• [SHORT EXERCISE] Return every line of the items below that contains the string "dark". Matching is case-sensitive.

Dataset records
--- START ---

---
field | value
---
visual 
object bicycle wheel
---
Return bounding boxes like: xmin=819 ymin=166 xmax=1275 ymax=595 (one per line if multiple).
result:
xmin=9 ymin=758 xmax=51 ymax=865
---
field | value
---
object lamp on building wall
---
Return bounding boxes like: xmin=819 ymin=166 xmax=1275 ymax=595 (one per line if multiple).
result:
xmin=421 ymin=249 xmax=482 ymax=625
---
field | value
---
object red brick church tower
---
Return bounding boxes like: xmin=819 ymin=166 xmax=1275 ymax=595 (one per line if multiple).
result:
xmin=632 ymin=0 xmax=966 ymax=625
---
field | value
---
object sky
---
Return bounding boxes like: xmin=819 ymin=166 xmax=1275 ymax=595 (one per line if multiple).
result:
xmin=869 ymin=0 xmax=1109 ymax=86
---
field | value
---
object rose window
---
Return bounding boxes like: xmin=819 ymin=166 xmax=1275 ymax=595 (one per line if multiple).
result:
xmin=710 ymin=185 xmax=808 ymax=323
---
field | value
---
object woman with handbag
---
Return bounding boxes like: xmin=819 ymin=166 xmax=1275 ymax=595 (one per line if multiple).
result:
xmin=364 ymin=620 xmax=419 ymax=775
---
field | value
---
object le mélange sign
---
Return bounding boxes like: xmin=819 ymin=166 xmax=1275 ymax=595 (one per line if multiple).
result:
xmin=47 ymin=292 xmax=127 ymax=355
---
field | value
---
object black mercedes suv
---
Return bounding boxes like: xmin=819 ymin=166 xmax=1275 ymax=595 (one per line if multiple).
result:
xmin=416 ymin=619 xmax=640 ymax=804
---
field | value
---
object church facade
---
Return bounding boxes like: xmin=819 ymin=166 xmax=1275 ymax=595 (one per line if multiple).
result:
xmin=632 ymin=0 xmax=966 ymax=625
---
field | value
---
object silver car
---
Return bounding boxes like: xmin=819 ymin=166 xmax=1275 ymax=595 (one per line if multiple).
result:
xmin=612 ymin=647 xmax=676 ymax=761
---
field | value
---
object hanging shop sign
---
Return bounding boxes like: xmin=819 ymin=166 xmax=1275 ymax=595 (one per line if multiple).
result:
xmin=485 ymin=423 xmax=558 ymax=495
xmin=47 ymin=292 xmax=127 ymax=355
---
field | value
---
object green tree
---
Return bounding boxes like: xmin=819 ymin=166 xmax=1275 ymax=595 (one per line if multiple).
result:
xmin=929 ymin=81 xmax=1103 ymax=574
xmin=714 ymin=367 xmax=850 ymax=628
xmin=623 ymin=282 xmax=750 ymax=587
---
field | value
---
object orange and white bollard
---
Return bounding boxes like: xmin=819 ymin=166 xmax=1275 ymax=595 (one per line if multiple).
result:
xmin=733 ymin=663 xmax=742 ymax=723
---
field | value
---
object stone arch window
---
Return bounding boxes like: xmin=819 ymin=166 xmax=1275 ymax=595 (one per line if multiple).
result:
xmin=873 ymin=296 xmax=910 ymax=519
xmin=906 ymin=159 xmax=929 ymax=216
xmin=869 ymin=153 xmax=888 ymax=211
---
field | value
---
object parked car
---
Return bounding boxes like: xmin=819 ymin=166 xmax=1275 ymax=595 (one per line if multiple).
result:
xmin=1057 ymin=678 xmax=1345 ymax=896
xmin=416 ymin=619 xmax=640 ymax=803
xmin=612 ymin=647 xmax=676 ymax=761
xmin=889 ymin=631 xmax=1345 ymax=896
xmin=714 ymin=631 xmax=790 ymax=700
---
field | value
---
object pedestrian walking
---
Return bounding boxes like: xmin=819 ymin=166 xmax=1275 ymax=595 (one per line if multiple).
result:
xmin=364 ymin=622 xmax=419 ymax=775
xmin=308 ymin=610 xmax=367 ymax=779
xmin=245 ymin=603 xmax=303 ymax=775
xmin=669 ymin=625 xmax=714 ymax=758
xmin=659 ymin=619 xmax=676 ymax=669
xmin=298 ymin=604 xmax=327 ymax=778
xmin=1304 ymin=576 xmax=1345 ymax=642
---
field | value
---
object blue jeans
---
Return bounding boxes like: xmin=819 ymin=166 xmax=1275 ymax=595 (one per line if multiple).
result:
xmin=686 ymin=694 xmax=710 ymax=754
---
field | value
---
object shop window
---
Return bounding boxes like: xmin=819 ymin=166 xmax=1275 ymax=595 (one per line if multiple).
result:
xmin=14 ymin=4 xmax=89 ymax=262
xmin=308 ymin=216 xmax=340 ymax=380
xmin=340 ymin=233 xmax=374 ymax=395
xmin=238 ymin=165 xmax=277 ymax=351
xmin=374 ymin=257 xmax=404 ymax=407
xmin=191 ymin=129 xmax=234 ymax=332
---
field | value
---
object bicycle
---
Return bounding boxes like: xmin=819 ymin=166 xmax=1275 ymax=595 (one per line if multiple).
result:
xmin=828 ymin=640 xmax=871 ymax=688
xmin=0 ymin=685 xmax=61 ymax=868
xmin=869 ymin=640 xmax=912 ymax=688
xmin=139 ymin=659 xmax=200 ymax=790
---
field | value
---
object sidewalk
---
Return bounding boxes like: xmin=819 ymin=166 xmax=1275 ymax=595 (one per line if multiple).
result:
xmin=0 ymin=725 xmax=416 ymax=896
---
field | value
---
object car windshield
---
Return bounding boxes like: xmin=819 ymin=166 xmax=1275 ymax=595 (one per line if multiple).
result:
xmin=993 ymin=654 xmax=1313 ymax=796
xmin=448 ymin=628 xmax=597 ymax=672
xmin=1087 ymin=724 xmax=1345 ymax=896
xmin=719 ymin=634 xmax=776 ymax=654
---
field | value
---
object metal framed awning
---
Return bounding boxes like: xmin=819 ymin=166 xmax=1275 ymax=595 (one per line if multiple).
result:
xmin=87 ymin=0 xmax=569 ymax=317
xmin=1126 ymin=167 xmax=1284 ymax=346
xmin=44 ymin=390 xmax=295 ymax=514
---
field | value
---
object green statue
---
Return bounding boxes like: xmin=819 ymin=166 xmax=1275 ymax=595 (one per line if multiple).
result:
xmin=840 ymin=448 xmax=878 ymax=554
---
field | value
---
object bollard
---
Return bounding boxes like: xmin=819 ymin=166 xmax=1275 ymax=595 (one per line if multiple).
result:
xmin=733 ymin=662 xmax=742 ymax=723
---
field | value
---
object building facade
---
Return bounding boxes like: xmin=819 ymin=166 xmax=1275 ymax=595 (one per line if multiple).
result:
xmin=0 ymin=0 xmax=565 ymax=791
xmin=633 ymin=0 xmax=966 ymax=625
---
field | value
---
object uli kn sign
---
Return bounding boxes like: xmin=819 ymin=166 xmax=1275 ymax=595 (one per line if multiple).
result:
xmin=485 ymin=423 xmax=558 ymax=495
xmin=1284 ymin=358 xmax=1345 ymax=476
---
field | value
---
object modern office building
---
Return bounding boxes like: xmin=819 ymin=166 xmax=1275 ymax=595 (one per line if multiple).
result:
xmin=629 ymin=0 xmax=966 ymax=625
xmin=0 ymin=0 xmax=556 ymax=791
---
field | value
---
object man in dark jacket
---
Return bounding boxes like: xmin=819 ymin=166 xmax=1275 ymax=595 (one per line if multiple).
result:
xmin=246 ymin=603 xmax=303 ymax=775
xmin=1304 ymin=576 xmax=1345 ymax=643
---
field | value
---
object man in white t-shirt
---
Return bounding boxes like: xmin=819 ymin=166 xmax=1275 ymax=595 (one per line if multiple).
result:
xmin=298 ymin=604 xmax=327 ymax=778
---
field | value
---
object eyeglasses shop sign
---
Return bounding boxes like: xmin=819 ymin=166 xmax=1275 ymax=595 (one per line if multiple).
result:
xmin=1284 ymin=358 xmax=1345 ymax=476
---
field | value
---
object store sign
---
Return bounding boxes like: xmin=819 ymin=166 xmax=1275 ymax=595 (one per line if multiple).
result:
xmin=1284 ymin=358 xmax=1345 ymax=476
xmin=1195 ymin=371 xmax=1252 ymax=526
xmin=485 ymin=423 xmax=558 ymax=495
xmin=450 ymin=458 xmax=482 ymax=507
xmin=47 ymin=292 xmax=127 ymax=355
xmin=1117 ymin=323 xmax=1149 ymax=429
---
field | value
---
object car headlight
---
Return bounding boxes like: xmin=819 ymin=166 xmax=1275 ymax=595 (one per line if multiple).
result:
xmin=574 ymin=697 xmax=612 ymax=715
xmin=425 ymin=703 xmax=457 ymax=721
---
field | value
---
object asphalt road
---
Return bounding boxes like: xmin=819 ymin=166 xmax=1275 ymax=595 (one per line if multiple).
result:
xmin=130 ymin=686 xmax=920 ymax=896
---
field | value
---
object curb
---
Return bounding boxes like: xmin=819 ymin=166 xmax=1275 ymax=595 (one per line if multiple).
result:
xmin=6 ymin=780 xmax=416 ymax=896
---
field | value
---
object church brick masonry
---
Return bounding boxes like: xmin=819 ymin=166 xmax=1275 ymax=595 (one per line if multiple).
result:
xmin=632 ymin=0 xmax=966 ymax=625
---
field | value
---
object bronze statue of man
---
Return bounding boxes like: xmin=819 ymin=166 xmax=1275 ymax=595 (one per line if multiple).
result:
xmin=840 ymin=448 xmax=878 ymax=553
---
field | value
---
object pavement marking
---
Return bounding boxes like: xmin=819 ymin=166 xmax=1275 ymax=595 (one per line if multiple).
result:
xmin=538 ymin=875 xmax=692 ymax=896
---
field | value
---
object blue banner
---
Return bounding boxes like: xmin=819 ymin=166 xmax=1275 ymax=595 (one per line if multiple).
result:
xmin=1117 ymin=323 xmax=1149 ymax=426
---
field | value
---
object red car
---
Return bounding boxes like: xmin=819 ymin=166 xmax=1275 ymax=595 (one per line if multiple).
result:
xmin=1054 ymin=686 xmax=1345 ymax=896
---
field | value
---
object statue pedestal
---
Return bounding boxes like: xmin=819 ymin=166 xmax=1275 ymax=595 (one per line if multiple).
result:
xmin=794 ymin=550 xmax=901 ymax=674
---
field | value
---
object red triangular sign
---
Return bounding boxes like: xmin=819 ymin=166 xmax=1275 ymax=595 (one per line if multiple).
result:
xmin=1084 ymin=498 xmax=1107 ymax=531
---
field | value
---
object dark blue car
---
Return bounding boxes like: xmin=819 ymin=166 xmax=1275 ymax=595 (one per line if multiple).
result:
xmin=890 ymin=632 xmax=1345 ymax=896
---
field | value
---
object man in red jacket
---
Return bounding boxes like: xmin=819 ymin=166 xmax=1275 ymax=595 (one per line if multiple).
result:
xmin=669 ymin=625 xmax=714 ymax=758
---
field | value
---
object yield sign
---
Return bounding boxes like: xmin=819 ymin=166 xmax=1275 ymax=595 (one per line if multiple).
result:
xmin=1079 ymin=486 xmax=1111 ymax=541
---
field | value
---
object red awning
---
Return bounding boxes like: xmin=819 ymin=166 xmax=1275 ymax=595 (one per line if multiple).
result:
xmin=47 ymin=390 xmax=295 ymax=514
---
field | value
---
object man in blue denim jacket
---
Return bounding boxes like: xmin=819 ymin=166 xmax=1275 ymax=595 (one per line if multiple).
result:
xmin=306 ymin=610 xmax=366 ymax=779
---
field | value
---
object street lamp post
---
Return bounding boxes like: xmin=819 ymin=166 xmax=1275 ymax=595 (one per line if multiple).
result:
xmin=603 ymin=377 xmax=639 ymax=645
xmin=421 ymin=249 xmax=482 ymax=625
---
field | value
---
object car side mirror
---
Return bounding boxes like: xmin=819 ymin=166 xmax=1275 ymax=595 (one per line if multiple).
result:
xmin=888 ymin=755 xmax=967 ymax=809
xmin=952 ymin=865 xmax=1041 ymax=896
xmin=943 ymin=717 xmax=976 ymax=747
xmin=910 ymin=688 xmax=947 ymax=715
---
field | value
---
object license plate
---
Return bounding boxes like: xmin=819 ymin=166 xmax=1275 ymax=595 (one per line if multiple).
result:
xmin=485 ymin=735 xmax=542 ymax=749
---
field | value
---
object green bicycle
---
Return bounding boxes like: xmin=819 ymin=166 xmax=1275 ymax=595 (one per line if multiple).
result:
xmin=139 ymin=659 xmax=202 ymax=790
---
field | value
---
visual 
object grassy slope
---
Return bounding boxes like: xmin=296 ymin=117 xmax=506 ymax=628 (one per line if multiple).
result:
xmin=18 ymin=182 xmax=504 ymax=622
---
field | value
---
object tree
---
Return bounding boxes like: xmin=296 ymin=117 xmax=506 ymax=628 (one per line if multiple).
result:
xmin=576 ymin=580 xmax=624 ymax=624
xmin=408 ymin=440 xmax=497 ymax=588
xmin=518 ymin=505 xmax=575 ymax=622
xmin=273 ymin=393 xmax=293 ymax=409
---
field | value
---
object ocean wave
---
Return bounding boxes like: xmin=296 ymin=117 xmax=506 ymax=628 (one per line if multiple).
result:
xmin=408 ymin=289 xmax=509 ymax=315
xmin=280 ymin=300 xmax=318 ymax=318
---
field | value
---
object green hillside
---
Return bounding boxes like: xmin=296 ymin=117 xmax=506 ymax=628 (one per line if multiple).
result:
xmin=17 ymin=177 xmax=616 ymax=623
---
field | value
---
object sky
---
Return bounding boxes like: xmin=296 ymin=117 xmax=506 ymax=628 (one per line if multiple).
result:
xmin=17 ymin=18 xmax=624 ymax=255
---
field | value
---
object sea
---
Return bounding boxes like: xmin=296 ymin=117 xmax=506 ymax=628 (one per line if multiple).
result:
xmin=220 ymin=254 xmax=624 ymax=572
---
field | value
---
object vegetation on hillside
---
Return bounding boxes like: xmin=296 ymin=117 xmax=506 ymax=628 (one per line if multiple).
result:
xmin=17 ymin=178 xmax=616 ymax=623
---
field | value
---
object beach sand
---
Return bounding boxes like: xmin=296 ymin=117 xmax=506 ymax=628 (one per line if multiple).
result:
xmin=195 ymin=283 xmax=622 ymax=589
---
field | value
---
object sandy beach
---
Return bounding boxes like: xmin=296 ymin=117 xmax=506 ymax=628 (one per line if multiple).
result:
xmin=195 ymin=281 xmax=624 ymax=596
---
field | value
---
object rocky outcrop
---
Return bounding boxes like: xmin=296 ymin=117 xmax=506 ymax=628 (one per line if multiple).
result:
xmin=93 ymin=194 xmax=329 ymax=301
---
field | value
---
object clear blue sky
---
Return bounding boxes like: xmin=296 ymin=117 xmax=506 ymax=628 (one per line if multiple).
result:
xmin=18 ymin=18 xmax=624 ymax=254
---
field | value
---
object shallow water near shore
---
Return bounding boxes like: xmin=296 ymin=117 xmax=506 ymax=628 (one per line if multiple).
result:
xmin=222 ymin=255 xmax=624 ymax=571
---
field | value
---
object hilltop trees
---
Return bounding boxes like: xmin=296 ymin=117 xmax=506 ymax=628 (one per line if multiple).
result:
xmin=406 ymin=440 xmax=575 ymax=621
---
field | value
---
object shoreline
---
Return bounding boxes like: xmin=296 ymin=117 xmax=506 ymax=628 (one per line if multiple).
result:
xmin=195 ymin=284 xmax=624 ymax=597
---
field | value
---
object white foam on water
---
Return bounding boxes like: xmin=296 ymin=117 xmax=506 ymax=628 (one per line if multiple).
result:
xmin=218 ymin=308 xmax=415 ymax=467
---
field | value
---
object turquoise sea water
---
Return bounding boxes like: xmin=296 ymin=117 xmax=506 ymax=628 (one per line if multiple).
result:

--- END ---

• [EXERCISE RESPONSE]
object man in dark jacket
object dark blue car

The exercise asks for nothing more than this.